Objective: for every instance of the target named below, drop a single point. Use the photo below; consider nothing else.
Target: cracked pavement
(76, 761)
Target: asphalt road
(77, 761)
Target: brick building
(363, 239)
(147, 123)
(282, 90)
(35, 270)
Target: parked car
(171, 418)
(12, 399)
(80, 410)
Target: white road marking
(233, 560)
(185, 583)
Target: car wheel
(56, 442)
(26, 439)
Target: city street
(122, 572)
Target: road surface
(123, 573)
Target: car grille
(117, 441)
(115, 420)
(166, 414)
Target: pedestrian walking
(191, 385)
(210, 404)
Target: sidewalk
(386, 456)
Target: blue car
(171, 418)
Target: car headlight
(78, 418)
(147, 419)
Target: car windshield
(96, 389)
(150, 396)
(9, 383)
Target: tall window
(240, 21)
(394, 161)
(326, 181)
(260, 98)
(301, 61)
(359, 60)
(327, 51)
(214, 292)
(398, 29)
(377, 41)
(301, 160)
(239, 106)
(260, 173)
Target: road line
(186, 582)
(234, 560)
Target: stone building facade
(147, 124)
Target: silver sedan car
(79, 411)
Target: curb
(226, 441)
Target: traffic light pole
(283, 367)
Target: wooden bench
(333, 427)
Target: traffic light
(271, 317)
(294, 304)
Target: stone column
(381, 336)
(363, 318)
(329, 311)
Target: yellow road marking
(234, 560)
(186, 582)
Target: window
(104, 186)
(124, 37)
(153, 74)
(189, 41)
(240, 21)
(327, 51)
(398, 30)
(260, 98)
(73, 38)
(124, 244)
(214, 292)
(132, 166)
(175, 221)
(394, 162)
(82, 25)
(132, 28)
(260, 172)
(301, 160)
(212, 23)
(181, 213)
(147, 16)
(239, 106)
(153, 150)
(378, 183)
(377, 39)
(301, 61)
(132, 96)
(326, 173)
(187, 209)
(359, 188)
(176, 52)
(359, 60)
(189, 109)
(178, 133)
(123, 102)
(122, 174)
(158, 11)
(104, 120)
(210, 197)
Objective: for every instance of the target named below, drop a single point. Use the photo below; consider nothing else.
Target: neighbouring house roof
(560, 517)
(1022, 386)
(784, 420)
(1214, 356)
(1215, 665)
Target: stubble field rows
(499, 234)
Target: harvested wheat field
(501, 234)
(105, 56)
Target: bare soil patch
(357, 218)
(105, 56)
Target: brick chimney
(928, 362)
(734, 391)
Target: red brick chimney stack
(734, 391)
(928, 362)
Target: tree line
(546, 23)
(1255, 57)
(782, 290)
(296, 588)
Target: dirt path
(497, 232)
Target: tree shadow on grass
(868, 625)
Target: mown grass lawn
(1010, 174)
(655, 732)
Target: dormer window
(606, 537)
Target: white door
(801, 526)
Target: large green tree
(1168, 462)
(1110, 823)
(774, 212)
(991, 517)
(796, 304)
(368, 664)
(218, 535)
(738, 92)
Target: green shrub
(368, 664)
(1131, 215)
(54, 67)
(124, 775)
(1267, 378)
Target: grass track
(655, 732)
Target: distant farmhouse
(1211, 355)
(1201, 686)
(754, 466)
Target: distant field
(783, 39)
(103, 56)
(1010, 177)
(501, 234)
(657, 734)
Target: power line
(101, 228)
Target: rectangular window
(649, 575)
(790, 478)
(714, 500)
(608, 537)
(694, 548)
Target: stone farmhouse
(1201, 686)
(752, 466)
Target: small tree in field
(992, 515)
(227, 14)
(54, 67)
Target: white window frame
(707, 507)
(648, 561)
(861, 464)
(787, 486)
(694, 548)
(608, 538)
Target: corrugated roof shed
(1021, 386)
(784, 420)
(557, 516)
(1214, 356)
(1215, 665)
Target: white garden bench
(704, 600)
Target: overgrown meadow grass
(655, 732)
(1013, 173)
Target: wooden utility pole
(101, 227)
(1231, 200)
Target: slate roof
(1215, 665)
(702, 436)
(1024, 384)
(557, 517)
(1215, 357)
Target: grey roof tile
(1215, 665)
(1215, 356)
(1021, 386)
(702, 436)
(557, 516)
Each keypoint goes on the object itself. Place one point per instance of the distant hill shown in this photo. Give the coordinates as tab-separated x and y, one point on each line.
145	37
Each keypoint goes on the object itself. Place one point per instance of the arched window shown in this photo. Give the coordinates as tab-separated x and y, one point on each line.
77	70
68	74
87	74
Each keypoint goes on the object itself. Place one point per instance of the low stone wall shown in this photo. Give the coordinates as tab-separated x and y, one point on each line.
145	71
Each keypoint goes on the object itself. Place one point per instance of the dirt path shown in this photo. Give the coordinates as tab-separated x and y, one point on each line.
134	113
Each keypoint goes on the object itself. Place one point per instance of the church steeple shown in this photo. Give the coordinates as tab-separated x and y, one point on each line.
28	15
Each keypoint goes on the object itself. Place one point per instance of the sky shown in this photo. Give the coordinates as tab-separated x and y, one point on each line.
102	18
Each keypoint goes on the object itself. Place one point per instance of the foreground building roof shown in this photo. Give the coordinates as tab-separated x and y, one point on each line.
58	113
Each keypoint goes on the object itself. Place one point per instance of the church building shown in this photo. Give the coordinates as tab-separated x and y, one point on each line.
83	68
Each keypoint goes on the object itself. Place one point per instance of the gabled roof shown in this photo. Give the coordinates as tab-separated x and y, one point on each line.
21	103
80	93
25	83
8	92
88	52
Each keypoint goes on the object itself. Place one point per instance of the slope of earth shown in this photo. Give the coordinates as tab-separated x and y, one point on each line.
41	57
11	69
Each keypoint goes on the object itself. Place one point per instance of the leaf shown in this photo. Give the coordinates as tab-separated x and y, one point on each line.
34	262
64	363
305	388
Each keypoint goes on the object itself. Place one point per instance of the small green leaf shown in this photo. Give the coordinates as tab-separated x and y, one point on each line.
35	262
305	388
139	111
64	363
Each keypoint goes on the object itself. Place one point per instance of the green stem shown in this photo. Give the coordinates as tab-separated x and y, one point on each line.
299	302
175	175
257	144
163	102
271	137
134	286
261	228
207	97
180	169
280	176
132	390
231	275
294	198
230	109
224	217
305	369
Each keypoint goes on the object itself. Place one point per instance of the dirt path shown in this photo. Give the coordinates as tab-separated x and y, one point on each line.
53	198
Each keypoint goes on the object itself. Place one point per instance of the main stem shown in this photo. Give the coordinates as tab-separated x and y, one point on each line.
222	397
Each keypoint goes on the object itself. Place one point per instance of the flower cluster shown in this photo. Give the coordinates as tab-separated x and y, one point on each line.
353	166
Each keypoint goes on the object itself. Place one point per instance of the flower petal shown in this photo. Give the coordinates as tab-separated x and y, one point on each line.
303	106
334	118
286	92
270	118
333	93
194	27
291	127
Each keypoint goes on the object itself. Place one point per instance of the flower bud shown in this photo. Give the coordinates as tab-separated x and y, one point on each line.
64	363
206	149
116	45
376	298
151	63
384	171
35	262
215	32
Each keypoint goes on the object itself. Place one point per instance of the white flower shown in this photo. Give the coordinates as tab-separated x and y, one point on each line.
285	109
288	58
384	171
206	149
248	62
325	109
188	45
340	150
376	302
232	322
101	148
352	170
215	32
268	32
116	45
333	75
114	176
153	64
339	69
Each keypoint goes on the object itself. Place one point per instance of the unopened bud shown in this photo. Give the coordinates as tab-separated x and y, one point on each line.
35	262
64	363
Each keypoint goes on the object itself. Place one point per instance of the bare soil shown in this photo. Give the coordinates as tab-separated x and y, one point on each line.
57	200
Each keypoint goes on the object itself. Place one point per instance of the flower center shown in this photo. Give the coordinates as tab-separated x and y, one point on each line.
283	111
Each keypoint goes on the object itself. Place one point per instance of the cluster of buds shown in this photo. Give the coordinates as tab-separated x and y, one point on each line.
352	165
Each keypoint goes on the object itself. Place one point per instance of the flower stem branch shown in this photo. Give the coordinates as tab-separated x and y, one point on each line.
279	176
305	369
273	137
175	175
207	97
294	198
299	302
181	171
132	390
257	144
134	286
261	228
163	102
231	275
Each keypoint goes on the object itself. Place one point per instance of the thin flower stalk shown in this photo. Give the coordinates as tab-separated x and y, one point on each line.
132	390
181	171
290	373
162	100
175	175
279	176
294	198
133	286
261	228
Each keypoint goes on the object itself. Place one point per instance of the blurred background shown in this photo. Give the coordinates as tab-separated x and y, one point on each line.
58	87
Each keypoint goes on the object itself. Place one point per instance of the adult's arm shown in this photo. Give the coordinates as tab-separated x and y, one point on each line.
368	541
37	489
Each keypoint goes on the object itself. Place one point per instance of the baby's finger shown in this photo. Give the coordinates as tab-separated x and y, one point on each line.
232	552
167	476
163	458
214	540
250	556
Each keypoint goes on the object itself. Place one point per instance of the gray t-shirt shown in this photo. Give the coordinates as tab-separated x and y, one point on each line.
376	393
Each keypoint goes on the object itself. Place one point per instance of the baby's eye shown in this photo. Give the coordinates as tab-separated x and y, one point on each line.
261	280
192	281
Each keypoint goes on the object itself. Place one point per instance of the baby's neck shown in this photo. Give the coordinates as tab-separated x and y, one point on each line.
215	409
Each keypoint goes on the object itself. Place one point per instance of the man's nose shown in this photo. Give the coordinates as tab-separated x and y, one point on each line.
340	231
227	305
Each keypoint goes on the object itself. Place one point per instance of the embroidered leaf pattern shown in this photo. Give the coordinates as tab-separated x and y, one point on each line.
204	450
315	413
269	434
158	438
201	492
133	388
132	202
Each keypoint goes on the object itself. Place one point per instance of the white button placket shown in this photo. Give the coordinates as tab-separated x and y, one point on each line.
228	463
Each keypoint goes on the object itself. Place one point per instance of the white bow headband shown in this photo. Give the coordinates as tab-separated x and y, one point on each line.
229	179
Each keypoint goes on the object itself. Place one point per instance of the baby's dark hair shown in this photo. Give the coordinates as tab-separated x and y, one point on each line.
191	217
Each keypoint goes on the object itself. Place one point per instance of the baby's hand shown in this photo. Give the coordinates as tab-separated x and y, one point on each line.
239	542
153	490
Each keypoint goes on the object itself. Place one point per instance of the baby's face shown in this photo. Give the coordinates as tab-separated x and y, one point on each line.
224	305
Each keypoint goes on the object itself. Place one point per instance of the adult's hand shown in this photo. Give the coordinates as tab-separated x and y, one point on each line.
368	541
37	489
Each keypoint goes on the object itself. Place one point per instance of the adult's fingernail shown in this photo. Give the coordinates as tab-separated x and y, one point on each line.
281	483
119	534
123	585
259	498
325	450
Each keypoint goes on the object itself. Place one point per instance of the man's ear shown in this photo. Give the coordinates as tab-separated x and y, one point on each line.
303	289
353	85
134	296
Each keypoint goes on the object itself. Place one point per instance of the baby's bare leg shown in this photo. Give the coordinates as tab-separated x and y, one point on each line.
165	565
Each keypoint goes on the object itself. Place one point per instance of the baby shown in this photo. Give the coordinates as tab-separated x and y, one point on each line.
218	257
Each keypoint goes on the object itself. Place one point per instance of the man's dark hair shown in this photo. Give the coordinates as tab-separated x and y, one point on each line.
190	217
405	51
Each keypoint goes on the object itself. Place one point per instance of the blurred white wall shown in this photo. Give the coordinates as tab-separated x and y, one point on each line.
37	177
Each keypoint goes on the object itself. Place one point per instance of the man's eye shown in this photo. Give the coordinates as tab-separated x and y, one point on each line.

• _What the task asks_
Everything from the line containing "the adult's hand" through the final line above must be copied exactly, with both ends kept.

• _Response_
Each keypoint goes on the object itself. Place one point per instance of the adult's hand shown in this photo. Give the coordinates as tab-separated x and y, one point on each line.
368	541
37	489
Each keypoint goes on the object itself. Place one point per instance of the adult's fingernail shown in this photo. Give the coordinates as tab-separated x and y, one point on each line.
281	483
119	534
123	585
259	498
325	450
Each keypoint goes on the object itself. Place one point per instance of the man's ear shown in this photo. Give the coordinates as tab-separated x and y, one point on each line.
303	289
353	85
134	296
Each keypoint goes on the object itself. Place one point per instance of the baby's bare leg shown in this photo. Give the coordinates as tab-separated x and y, one point on each line.
165	565
Each keypoint goes on the object itself. Place one point per instance of the baby shown in this photo. Give the coordinates as tab-separated x and y, one point on each line.
218	257
Each keypoint goes on the object itself. Place one point per instance of the man's dark hair shown in this photo. Give the coordinates as tab-separated x and y, one point on each line.
190	217
405	51
Each keypoint goes on the object itself. Place one point per instance of the blurred white wall shown in this photo. Give the coordinates as tab-separated x and y, one point on each line.
37	177
Each keypoint goes on the object itself. Place one point per instance of the man's eye shown in this photo. Give the coordinates as tab-separated x and y, one point on each line.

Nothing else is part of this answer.